(Extract to read)
Source Book For Social Psychology
In the eighteenth century, when the ideas which lie behind our Constitution and fundamental law were formulated, there was very little knowledge of the relationship between the deeper instinctive and emotional life of man and his intellectual development. It was assumed, for instance, that in politics a citizen made up his mind very deliberately and self-consciously and then went about to cast his ballot for this man or that measure on the basis of the best intellectual judgment he could give; and that he chose his mate or his business partner or his profession or vocation in much the same self-conscious, deliberate, rational way. Moreover, such men as Godwin and Condorcet in the time of the French Revolution imagined that man could go on perfecting himself indefinitely through the unlimited power of his rational capacities to better his condition.

(Data entries)
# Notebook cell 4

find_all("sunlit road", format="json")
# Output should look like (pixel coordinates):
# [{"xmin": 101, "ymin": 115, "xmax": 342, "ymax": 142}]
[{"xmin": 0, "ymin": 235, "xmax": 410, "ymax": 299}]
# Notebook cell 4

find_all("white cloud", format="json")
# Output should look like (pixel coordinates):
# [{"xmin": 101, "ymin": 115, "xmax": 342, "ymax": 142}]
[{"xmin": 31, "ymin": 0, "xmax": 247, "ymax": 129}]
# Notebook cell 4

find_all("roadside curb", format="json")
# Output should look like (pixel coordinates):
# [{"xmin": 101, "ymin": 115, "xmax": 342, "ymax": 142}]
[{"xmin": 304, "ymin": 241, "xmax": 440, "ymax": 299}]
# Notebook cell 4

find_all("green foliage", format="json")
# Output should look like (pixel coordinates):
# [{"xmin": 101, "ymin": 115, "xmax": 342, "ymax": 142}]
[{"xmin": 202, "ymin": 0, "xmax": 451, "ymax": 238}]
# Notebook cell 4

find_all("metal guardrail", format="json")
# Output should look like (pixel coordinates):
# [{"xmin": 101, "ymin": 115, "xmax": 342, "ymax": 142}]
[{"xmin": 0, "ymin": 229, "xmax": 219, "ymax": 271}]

(Your instructions) Can you reproduce the social psychology extract word for word, from its title through its final sentence? The data is separate material, unrelated to the text above.

(Exercise output)
Source Book For Social Psychology
In the eighteenth century, when the ideas which lie behind our Constitution and fundamental law were formulated, there was very little knowledge of the relationship between the deeper instinctive and emotional life of man and his intellectual development. It was assumed, for instance, that in politics a citizen made up his mind very deliberately and self-consciously and then went about to cast his ballot for this man or that measure on the basis of the best intellectual judgment he could give; and that he chose his mate or his business partner or his profession or vocation in much the same self-conscious, deliberate, rational way. Moreover, such men as Godwin and Condorcet in the time of the French Revolution imagined that man could go on perfecting himself indefinitely through the unlimited power of his rational capacities to better his condition.